## EXERCISE INSTRUCTIONS
**A)** Decide whether each statement agrees with the forum thread on curling fan leaves. For each, answer yes or no and quote the deciding words of the text. (i) The plant has been flowering for around 40 days under a 1K HPS. (ii) The plant grows in a 5-gallon pot. (iii) The room temperature at night stays at or above 68.
**B)** From the forum thread on curling fan leaves, extract the part that opens with the words containing "The past week" and closes with "mjrivers (Nov 9, 2011)".
**C)** Answer these questions using the forum thread on curling fan leaves.
(i) For about how long was the plant vegged?
(ii) What pH do the run-off tests show?
(iii) What does mjrivers pray for?

## SELECTED EXTRACT

## Start

# Fan Leaves Curling Up



## Sixx (Nov 8, 2011)

This is a Blue Widow from seed. Got it from the Tude promo.
The past week or so the fan leaves have progessively curled upward more and more until what you see now. 
She has been in flower for 40ish days under a 1K HPS.
 Its cooler here now... Temps peak at 78 during the day, (at the canopy)ambient room temp hangs right around 68-70 and has dropped as low as 62-65 at night (Lights Off). SHe is housed in a 2Gal pot of some Happy Frog, added a couple tbls of fine garden lime, and a cup or so of perlite. Veg'd for about 3 weeks... GH Flora 3 Part Micro/Grow/Bloom at just shy of 100% str.
Ph in at about 6.8ish, run-off tests at 6.5ish. 1 12" pulling fresh air in, another blowing over the canopy, a couple duct boosters venting the light directly... and yet a bigger 16 inch wiind machine venting the whole room.

SO here they are....


----------



## mjrivers (Nov 9, 2011)

praying for magnesium


----------



## Hushpuppy (Nov 9, 2011)

## End

## DATASET EXTRACT

## Start

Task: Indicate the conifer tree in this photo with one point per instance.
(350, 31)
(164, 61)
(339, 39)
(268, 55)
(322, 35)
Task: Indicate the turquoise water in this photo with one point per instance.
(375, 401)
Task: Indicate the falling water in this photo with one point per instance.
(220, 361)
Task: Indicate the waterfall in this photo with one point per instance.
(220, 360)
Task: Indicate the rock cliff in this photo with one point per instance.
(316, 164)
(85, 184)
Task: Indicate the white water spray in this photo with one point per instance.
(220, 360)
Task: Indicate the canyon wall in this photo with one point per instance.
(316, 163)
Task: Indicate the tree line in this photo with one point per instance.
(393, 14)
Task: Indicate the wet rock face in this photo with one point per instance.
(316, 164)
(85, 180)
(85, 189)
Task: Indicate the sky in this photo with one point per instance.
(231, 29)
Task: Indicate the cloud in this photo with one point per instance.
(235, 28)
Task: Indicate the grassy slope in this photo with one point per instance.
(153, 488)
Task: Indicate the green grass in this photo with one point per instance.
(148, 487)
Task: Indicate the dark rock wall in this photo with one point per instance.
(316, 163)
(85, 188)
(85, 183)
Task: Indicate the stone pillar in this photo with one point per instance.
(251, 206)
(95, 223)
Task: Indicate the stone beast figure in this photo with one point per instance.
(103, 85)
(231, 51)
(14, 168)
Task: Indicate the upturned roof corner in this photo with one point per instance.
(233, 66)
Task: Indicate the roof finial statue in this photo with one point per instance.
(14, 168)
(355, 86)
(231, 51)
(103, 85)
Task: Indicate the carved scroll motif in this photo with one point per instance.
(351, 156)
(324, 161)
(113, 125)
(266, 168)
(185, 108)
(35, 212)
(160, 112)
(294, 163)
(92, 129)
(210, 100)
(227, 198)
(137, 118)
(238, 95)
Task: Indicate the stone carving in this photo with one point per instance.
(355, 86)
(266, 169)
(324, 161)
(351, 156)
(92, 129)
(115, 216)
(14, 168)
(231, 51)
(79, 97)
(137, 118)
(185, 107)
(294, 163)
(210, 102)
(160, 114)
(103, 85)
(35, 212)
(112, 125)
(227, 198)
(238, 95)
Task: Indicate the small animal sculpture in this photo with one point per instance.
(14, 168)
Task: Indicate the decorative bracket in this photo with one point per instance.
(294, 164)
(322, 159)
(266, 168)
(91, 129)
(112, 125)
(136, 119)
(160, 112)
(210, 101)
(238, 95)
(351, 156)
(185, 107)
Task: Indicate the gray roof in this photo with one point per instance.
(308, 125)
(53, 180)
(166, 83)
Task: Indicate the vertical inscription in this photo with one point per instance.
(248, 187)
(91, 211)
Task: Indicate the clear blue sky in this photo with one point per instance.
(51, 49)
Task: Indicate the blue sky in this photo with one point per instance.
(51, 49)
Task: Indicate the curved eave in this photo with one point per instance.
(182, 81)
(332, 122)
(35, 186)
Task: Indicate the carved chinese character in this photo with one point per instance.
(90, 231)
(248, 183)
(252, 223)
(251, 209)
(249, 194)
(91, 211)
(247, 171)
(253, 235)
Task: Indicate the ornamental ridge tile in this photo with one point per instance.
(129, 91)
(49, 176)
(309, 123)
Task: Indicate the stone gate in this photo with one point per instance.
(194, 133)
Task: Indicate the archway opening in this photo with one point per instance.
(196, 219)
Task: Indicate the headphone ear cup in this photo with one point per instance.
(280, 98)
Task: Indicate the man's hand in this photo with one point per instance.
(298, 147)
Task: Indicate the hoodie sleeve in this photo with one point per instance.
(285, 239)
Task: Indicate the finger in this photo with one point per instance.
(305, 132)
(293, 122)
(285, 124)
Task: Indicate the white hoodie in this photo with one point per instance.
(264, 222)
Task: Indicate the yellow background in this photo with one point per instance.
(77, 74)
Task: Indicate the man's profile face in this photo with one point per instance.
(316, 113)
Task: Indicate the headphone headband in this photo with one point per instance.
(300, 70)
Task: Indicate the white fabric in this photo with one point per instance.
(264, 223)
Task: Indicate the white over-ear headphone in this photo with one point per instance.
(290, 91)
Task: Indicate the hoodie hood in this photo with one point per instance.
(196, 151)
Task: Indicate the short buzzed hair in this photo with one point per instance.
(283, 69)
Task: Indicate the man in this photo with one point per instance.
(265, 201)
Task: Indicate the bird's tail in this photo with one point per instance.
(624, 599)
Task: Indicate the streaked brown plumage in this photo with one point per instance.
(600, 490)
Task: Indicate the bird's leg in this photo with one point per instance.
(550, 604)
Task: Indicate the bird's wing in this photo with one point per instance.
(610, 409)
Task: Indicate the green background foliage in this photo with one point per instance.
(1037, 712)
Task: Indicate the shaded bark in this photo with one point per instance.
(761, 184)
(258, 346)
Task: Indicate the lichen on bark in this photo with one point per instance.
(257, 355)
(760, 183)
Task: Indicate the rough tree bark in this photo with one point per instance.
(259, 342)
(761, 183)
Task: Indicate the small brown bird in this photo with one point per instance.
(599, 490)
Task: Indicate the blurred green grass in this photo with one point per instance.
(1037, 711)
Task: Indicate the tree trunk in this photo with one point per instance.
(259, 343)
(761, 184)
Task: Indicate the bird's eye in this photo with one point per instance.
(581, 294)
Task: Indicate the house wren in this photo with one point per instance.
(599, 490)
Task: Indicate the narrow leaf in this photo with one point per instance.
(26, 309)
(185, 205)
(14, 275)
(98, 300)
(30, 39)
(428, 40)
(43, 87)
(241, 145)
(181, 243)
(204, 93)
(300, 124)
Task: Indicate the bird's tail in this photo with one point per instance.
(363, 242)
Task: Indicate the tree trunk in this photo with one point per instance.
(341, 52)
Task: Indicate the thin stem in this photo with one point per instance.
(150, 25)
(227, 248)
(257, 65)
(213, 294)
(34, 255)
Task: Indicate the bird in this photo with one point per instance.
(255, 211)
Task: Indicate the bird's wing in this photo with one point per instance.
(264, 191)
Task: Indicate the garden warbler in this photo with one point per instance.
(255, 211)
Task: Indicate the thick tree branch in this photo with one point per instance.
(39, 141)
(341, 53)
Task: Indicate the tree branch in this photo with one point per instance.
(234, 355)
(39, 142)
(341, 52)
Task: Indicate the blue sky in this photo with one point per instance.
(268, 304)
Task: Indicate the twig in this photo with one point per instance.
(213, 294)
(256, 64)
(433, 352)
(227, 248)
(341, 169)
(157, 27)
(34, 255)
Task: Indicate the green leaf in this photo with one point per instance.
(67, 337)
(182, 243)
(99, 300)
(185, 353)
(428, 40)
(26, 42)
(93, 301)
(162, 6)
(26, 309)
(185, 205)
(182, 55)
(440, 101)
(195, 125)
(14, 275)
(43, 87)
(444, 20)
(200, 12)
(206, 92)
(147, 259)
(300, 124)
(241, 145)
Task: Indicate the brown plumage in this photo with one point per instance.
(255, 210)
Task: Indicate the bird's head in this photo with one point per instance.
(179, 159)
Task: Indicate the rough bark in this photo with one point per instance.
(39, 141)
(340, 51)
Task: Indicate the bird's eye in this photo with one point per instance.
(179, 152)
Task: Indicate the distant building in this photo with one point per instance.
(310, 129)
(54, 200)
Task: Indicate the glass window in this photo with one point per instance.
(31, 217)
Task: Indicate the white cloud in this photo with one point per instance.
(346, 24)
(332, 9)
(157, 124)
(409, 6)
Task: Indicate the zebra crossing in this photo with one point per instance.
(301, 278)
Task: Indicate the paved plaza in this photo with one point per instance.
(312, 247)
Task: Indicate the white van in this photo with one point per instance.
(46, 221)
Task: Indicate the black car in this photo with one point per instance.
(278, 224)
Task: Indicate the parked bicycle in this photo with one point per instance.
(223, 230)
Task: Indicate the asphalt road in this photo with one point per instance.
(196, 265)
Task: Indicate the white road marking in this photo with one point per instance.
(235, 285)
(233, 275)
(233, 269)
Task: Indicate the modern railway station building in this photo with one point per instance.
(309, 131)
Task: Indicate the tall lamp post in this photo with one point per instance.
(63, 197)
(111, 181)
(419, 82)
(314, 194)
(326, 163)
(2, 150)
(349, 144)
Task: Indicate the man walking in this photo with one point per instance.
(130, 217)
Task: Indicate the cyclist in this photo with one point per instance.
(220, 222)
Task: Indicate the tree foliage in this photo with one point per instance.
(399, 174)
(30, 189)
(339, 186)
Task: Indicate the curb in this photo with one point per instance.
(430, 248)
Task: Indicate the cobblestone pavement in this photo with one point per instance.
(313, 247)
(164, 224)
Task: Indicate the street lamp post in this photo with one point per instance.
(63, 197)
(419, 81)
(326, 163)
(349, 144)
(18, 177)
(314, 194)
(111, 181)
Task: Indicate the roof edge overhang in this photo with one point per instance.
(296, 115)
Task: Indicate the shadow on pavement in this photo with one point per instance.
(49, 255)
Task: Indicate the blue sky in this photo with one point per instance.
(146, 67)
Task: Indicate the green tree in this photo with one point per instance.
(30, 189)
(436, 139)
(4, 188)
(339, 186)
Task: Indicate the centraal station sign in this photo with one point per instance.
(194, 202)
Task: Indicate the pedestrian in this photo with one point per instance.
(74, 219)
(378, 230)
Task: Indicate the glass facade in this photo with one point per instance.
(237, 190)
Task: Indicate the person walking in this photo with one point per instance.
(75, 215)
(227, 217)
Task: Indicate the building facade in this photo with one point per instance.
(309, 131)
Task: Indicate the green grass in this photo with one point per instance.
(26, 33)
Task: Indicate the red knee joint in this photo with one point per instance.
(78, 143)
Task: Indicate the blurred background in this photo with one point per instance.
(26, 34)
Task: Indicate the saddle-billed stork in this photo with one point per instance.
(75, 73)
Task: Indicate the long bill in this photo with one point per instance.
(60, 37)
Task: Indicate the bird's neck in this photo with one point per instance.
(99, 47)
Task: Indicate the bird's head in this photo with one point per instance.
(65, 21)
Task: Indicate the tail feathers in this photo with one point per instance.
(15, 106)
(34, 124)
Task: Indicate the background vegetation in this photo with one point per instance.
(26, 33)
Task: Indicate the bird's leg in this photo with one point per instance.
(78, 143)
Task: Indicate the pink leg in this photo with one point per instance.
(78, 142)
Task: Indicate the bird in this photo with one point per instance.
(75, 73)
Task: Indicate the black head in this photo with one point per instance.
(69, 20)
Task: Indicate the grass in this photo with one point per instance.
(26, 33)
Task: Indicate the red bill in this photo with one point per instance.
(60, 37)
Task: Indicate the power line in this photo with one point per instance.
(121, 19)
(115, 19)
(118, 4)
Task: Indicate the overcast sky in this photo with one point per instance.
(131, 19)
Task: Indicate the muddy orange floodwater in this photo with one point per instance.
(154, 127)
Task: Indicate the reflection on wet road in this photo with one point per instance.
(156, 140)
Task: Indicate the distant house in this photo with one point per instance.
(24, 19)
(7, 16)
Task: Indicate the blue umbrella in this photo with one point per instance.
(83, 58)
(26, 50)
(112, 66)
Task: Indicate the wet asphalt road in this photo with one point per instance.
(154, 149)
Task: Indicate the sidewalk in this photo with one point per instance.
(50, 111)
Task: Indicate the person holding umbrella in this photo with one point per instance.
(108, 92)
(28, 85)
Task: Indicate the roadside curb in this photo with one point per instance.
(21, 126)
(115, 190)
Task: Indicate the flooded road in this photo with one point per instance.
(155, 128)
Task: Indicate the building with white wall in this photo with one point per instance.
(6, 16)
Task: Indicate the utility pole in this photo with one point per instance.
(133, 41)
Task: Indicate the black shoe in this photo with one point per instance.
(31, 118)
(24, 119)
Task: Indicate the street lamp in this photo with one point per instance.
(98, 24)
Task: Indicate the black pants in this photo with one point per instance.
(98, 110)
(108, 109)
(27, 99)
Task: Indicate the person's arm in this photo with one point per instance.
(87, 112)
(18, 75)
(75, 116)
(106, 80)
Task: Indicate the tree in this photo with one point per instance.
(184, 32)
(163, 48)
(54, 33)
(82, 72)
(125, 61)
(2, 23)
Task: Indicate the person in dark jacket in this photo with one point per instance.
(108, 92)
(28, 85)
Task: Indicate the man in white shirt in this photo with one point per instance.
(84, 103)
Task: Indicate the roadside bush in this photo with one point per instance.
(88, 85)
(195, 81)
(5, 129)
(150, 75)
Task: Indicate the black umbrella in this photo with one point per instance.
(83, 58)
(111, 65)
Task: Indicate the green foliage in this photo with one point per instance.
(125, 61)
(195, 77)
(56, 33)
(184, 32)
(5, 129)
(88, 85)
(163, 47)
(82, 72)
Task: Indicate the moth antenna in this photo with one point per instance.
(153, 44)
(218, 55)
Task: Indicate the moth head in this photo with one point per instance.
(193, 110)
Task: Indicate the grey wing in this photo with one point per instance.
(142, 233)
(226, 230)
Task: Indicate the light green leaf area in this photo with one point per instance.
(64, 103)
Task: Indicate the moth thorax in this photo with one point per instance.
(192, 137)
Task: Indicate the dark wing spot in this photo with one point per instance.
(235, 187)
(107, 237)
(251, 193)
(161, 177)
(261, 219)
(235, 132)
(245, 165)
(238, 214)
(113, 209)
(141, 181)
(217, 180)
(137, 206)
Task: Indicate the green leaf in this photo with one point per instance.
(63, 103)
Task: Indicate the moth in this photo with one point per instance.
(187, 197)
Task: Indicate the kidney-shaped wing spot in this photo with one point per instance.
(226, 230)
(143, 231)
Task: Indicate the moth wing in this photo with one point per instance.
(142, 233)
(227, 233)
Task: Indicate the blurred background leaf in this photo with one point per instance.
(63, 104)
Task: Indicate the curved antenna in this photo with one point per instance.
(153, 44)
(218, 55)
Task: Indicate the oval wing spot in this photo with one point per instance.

## End

## RESPONSE LIST
**A)**
(i) Yes: "She has been in flower for 40ish days under a 1K HPS."
(ii) No: "SHe is housed in a 2Gal pot of some Happy Frog"
(iii) No: "has dropped as low as 62-65 at night (Lights Off)"

**B)**
The past week or so the fan leaves have progessively curled upward more and more until what you see now. 
She has been in flower for 40ish days under a 1K HPS.
 Its cooler here now... Temps peak at 78 during the day, (at the canopy)ambient room temp hangs right around 68-70 and has dropped as low as 62-65 at night (Lights Off). SHe is housed in a 2Gal pot of some Happy Frog, added a couple tbls of fine garden lime, and a cup or so of perlite. Veg'd for about 3 weeks... GH Flora 3 Part Micro/Grow/Bloom at just shy of 100% str.
Ph in at about 6.8ish, run-off tests at 6.5ish. 1 12" pulling fresh air in, another blowing over the canopy, a couple duct boosters venting the light directly... and yet a bigger 16 inch wiind machine venting the whole room.

SO here they are....


----------



## mjrivers (Nov 9, 2011)

**C)**
(i) About 3 weeks
(ii) About 6.5
(iii) Magnesium